***** Extrait du texte *****

Plusieurs centaines de milliers de personnes se sont retrouvées sans abri à la suite de l’opération Murambatsvina, lors de laquelle des constructions « illégales » ont été démolies par des soldats et policiers, sur ordre du gouvernement ZANU-PF de l’époque. Cette opération a été largement perçue par les analystes comme une forme de représailles contre les citadins, qui avaient massivement soutenu le Mouvement pour le changement démocratique (MDC), parti d’opposition.
Cependant, le projet de nettoyage urbain a cette fois été proposé par le conseil municipal MDC, en réaction à une épidémie de choléra qui a provoqué plus de 4 000 morts et environ 100 000 contaminations, et à l’impression croissante qu’Harare se transforme en un « nouveau Kibera », en référence à l’un des plus grands bidonvilles d’Afrique, qui se trouve en banlieue de la capitale kényane, Nairobi.
Le maire d’Harare, Muchadeyi Masunda, a déclaré à IRIN : « Nous ne pouvons pas nous permettre de laisser se développer un nouveau Kibera ici, à Harare. Nous avons des règlements municipaux, et nous devons les faire appliquer, de manière à assainir les pratiques du conseil municipal, dans tous les domaines. » M. Masunda a affirmé que l’application des règlements était sélective.
« Par exemple, si nous n’empêchions pas les zones d’habitation illégales de continuer à s’étendre, et qu’une nouvelle épidémie de choléra se déclarait pendant la prochaine saison des pluies, ces zones d’habitation illégales favoriseraient certainement la propagation de maladies liées à l’eau, car elles ne disposent pas d’installations sanitaires et de systèmes d’approvisionnement en eau adaptés », souligne M. Masunda.

*****

### Tâches à réaliser
1: D'après l'extrait sur le nettoyage urbain à Harare, combien de morts l'épidémie de choléra a-t-elle provoqués ?
2: Rédigez la suite de l'extrait sur le nettoyage urbain à Harare à partir de sa dernière phrase.

***** Lignes affichées *****

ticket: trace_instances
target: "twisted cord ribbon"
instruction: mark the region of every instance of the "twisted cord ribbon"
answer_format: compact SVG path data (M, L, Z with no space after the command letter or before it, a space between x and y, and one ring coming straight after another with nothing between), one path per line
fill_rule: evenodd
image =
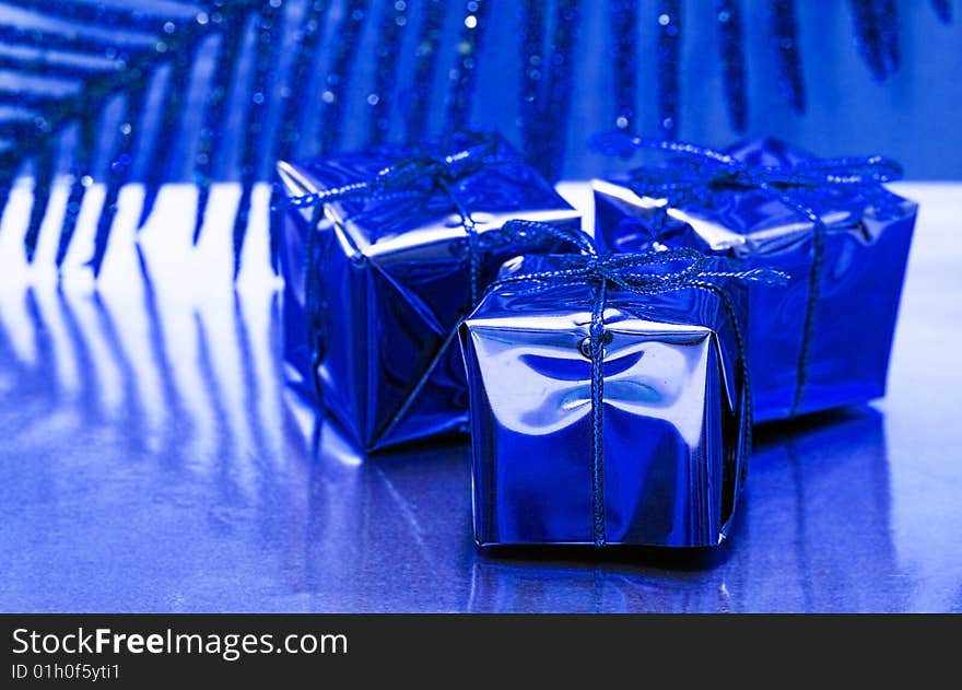
M517 222L509 221L505 229L511 230ZM535 225L527 223L527 226ZM550 227L550 226L549 226ZM547 229L545 229L547 231ZM635 294L662 294L684 288L708 290L722 301L735 334L738 376L742 385L738 391L738 447L737 457L744 458L751 452L751 383L746 354L746 341L741 324L729 295L717 285L718 279L784 283L787 276L771 269L747 271L727 270L724 259L716 259L708 266L708 257L690 248L676 248L665 252L637 254L599 255L591 245L582 254L559 257L561 268L545 271L523 272L506 276L489 286L489 293L519 286L521 293L536 292L567 284L589 284L593 286L591 321L589 326L589 359L591 360L591 527L595 546L605 546L605 468L603 468L603 400L605 400L605 346L610 342L605 331L605 308L608 293L620 289ZM527 288L525 285L527 284ZM736 482L743 479L742 476ZM737 492L737 486L735 491Z
M349 183L340 187L322 189L308 195L289 197L285 200L284 204L286 208L314 209L308 224L305 308L307 311L308 332L310 334L310 369L316 390L321 390L317 381L317 372L326 353L328 338L325 334L325 325L329 319L326 318L327 303L320 294L321 281L318 279L319 264L322 257L315 257L315 254L318 235L317 225L328 203L404 196L421 197L430 194L432 190L441 190L447 195L461 218L461 226L466 235L466 261L470 294L470 304L466 313L473 308L480 297L482 289L482 259L486 252L509 244L520 247L536 247L545 243L545 241L550 241L555 245L570 245L577 252L594 249L590 239L583 232L542 223L517 221L509 227L491 230L483 234L478 233L469 209L455 192L455 186L459 180L482 168L523 162L514 156L498 154L496 148L497 140L493 137L488 137L478 145L469 147L449 155L442 157L430 154L413 155L382 168L369 179ZM378 430L378 440L385 437L394 429L414 402L434 367L441 362L448 343L457 335L459 323L455 325L451 334L445 338L438 351L431 358L427 367L400 404L398 410Z
M812 208L811 200L820 201L826 189L845 189L880 210L889 209L898 203L899 197L882 187L882 184L901 179L902 167L895 161L880 155L811 159L790 165L750 165L724 151L680 141L633 137L617 131L593 137L589 145L609 155L626 156L638 150L649 149L679 156L671 167L645 167L632 173L630 186L633 191L666 200L657 217L656 232L664 229L669 208L680 207L690 200L704 201L714 191L732 187L759 189L812 224L808 302L789 413L795 417L801 406L808 379L825 255L825 223Z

*****

### Réponses par point
1: Plus de 4 000 morts.

2:
« [La] nouvelle opération de nettoyage est très risquée politiquement pour le MDC, car les gens vont dire qu’il n’y a presque pas de différence entre le ZANU-PF et le MDC » |
Un audit des logements locatifs municipaux, qui, au fil des années, ont été investis par des locataires illégaux, sera également organisé. Le conseil municipal est particulièrement inquiet de voir se multiplier les zones d’habitation illégales dans les banlieues riches de Gunhill et Borrowdale, ainsi que le long des cours d’eau de la ville.
« Nous ne devons pas encourager l’anarchie ; éliminons le plus rapidement possible toutes les constructions illégales, et rétablissons l’ordre », a déclaré le député maire Emmanuel Chiroto.
Le fait que ce projet de nettoyage soit programmé pour le milieu de l’hiver rappelle l’opération Murambatsvina (littéralement « chasser les ordures »), qui a privé de domicile plus de 700 000 personnes, et touché plus de deux millions d’habitants à travers le pays.
Murambatsvina avait suscité l’indignation de la communauté internationale, et conduit les Nations Unies à dépêcher une envoyée spéciale, Anna Tibaijuka, qui avait condamné « l’absence de discernement et l’injustice des méthodes utilisées », ainsi que « l’indifférence à la souffrance humaine » caractérisant l’opération.
Une résistance croissante
En 2005, Tichaona Shambare, commerçant informel habitant Kuwadzana, dans la banlieue ouest d’Harare, a vu son logement improvisé détruit par l’armée et la police. Depuis, il l’a reconstruit petit à petit, mais il craint à présent une nouvelle démolition.
« J’ai lu dans les journaux que l’on prévoit de lancer une opération de nettoyage qui sera bien organisée et ne fera pas de tort aux pauvres, mais je n’en crois pas un mot. Nous, les pauvres, nous serons les victimes de cette campagne, mais cette fois nous sommes prêts à défendre nos maisons, et nous ne laisserons personne les démolir », a-t-il déclaré à IRIN.
Eldred Masunungure, enseignant en sciences politiques à l’Université du Zimbabwe, a expliqué à IRIN que la décision de lancer cette campagne de nettoyage peut se défendre sur le plan de l’aménagement du territoire et de la santé publique, mais qu’une « nouvelle opération de nettoyage est très risquée politiquement pour le MDC, car les gens vont dire qu’il n’y a presque pas de différence entre le ZANU-PF et le MDC ».
Le maire d’Harare, M. Masunda, a annoncé que le projet de la ville, à long terme, était de fournir aux citadins pauvres des logements à bas loyers.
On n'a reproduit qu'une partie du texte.